BEGIN Given passage

Feeling lonely probably won’t kill you, but genuine social isolation might, researchers discover
Social isolation – time actually spent alone – boosts the risk of dying by about thirty per cent in people who suffered a stroke or heart attack
Feeling lonely contributes less to the risk of cardiovascular disease than recent research suggests, scientists said Tuesday, but social isolation really does increase the odds of dying after a heart attack or stroke.
The alleged link between loneliness and heart disease essentially disappears once other well-known risk factors – smoking, drinking, poor diet, lack of exercise – are factored in, according to a study that monitored nearly 480,000 men and women in Britain for seven years.
Likewise the supposed impact of feeling friendless on premature death.

END Given passage
BEGIN Information given

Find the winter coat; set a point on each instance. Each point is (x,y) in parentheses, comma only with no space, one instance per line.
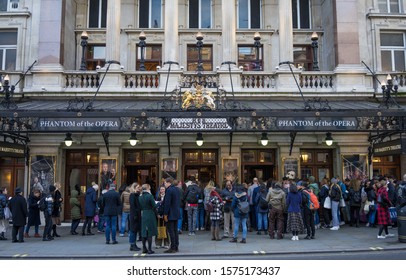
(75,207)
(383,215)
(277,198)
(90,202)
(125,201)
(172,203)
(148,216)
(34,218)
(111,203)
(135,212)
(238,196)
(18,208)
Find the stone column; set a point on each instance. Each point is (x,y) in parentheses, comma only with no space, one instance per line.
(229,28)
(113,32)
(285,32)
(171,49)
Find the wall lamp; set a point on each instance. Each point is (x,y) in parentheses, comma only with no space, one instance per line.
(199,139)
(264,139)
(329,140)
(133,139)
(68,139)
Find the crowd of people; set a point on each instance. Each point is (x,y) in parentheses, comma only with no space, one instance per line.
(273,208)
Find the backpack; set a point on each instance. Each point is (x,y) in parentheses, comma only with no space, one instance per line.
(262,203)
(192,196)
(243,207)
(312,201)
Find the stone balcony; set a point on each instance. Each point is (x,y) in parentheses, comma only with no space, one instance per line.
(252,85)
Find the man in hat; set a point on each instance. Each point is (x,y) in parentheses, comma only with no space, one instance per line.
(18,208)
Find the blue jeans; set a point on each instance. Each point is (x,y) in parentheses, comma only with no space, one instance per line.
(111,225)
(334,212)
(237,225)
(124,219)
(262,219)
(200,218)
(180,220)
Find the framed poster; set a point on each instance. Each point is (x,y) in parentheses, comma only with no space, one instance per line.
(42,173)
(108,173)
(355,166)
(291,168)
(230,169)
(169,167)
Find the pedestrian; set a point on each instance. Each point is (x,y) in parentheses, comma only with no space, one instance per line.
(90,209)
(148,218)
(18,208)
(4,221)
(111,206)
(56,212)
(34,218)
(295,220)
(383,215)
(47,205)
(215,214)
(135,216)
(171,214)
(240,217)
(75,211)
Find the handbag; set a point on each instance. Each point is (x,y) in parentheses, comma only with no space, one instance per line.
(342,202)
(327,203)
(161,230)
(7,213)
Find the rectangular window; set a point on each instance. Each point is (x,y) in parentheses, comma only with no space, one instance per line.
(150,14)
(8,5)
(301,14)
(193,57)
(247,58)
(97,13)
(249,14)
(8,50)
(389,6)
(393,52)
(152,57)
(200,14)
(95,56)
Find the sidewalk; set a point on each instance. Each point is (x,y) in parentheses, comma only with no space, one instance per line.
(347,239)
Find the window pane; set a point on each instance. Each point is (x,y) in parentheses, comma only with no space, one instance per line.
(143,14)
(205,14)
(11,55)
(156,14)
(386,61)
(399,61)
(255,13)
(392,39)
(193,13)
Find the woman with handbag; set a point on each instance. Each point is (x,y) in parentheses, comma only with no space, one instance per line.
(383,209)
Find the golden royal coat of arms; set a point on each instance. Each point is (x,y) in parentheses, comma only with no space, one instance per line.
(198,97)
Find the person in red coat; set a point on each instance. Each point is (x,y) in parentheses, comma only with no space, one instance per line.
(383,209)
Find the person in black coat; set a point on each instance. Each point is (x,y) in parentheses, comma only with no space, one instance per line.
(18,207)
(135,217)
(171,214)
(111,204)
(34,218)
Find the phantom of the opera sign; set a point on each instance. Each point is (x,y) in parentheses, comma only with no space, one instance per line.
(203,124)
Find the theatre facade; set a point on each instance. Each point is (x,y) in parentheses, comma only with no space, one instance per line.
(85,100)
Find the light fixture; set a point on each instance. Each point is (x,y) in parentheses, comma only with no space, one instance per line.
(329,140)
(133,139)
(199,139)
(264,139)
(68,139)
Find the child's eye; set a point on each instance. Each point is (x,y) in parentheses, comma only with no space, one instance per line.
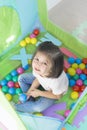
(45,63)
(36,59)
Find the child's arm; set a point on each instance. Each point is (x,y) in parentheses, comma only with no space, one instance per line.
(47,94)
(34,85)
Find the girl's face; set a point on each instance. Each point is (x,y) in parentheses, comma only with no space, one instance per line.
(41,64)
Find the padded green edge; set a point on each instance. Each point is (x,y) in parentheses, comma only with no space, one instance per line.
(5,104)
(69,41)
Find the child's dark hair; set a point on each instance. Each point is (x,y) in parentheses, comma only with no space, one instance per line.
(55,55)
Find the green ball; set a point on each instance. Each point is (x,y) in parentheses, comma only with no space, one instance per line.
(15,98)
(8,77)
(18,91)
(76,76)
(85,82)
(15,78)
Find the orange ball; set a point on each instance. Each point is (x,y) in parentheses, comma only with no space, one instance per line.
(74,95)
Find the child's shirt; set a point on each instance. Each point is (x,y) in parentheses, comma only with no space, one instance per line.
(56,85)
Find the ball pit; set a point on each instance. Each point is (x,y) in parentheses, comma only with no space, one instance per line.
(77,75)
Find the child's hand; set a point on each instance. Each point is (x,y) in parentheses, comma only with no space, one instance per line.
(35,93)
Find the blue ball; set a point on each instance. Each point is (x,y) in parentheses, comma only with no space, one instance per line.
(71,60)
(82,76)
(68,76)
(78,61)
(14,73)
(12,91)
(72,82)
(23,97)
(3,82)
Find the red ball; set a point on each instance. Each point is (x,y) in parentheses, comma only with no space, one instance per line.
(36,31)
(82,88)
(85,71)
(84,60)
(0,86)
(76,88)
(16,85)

END Information given
BEGIN Information given

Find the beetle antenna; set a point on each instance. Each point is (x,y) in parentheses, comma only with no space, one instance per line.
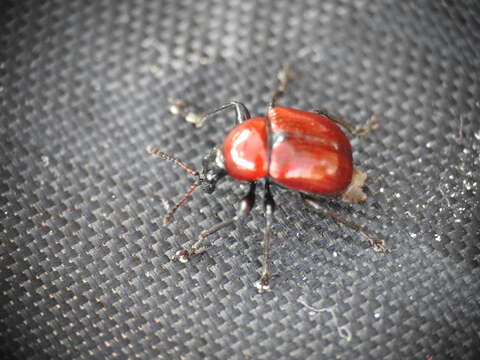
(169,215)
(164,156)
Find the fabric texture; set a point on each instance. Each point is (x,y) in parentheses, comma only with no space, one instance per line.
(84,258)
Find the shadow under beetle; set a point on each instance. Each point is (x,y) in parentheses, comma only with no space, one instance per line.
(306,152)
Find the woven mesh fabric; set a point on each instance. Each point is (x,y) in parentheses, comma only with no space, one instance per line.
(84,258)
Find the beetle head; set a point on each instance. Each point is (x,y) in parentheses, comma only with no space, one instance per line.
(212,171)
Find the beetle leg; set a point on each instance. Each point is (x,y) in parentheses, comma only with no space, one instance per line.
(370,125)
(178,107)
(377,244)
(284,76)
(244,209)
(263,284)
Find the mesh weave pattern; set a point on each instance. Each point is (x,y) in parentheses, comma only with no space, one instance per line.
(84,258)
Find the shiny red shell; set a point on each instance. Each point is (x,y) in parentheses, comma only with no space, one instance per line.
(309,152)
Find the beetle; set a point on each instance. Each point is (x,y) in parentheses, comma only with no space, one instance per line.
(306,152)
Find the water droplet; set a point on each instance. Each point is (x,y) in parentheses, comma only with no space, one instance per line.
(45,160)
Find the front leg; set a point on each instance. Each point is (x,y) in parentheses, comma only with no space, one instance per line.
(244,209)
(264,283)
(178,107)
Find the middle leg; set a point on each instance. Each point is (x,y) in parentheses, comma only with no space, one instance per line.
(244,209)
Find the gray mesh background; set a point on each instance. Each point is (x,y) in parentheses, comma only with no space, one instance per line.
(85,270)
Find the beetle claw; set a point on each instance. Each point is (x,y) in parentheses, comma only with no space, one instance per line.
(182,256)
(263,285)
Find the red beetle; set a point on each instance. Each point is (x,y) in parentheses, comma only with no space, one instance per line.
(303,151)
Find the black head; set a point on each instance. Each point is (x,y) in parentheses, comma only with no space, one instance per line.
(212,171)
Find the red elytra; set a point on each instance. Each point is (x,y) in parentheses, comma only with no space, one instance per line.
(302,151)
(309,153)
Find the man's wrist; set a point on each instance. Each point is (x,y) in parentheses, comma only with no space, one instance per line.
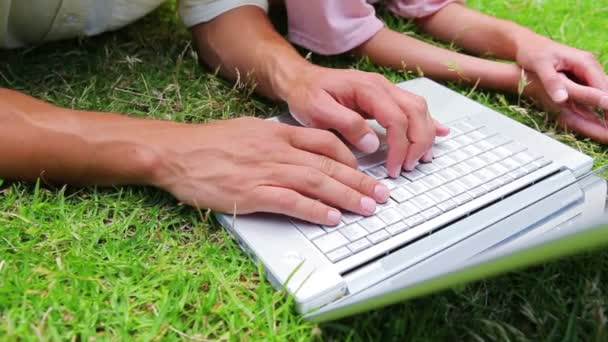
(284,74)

END Information given

- [Tasks and exercises]:
1 - Answer from the article on loneliness and isolation:
(a) By about how much does social isolation raise the risk of dying in people who have had a stroke or heart attack?
(b) How many people did the study monitor, where, and for how long?
(c) Which risk factors, once factored in, make the link between loneliness and heart disease essentially disappear?
2 - Summarize the article on loneliness and isolation in two sentences.
The listing has no connection to the article on loneliness and isolation.

- [Answers to each task]:
1 -
(a) By about thirty percent.
(b) Nearly 480,000 men and women in Britain, for seven years.
(c) Smoking, drinking, poor diet, and lack of exercise.

2 - Scientists reported that feeling lonely contributes less to cardiovascular disease risk than recent research suggests: its apparent link to heart disease and premature death essentially disappears once smoking, drinking, poor diet, and lack of exercise are factored in. Social isolation, however, does raise the odds of dying after a heart attack or stroke, by about thirty percent.